- EXTRACT -
Authentication: Required when auth is enabled. Token must have 'audio-speech' endpoint access.
Headers¶
| Header | Required | Description |
|---|---|---|
Authorization |
Yes | Bearer token for authentication |
Content-Type |
Yes | Must be application/json |
Request Body¶
Content-Type: application/json
| Field | Type | Required | Description |
|---|---|---|---|
model |
string |
Yes | TTS model ID (e.g., 'kokoro') |
input |
string |
Yes | The text to generate audio for |
voice |
string |
No | The voice to use (default: 'af_sarah' for Kokoro) |
response_format |
string |
No | Audio format: mp3, opus, aac, flac, wav, pcm (default: mp3) |
speed |
number |
No | Speech speed multiplier 0.25-4.0 (default: 1.0) |
Response¶
Returns binary audio data in the requested format.
Content-Type: audio/*
Examples¶
Generate speech with default voice:
curl -X POST https://api.getkawai.com/v1/audio/speech \
-H "Authorization: Bearer $API_KEY" \
-H "Content-Type: application/json" \
-d '{
"model": "kokoro",
"input": "Hello, this is a test of text to speech.",
"voice": "af_sarah"

- EXERCISE REQUIREMENTS -
In the speech endpoint reference above, what audio format is returned when response_format is omitted?

- AVAILABLE DATA -
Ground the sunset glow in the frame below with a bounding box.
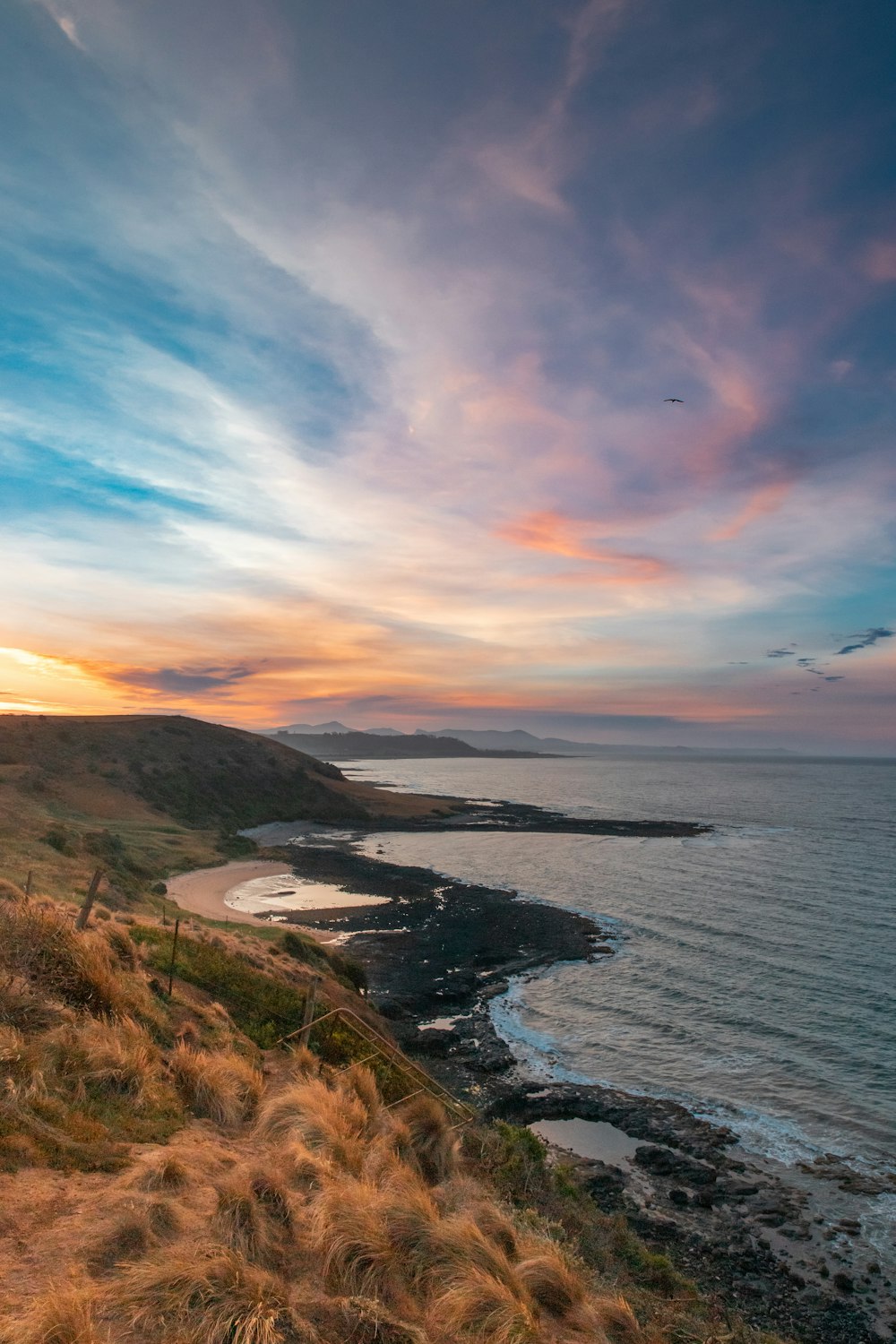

- SOLUTION -
mp3